DATA FOR PROCESSING –
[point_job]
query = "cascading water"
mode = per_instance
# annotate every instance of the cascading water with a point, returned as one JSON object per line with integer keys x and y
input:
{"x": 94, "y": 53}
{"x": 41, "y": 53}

YOUR TASK – Could you copy out every one of the lines above, character for character?

RESPONSE TO THE TASK –
[point_job]
query = "cascading water"
mode = per_instance
# annotate every instance of the cascading water with a point, returned as one JSON object per line with integer keys x and y
input:
{"x": 94, "y": 53}
{"x": 41, "y": 53}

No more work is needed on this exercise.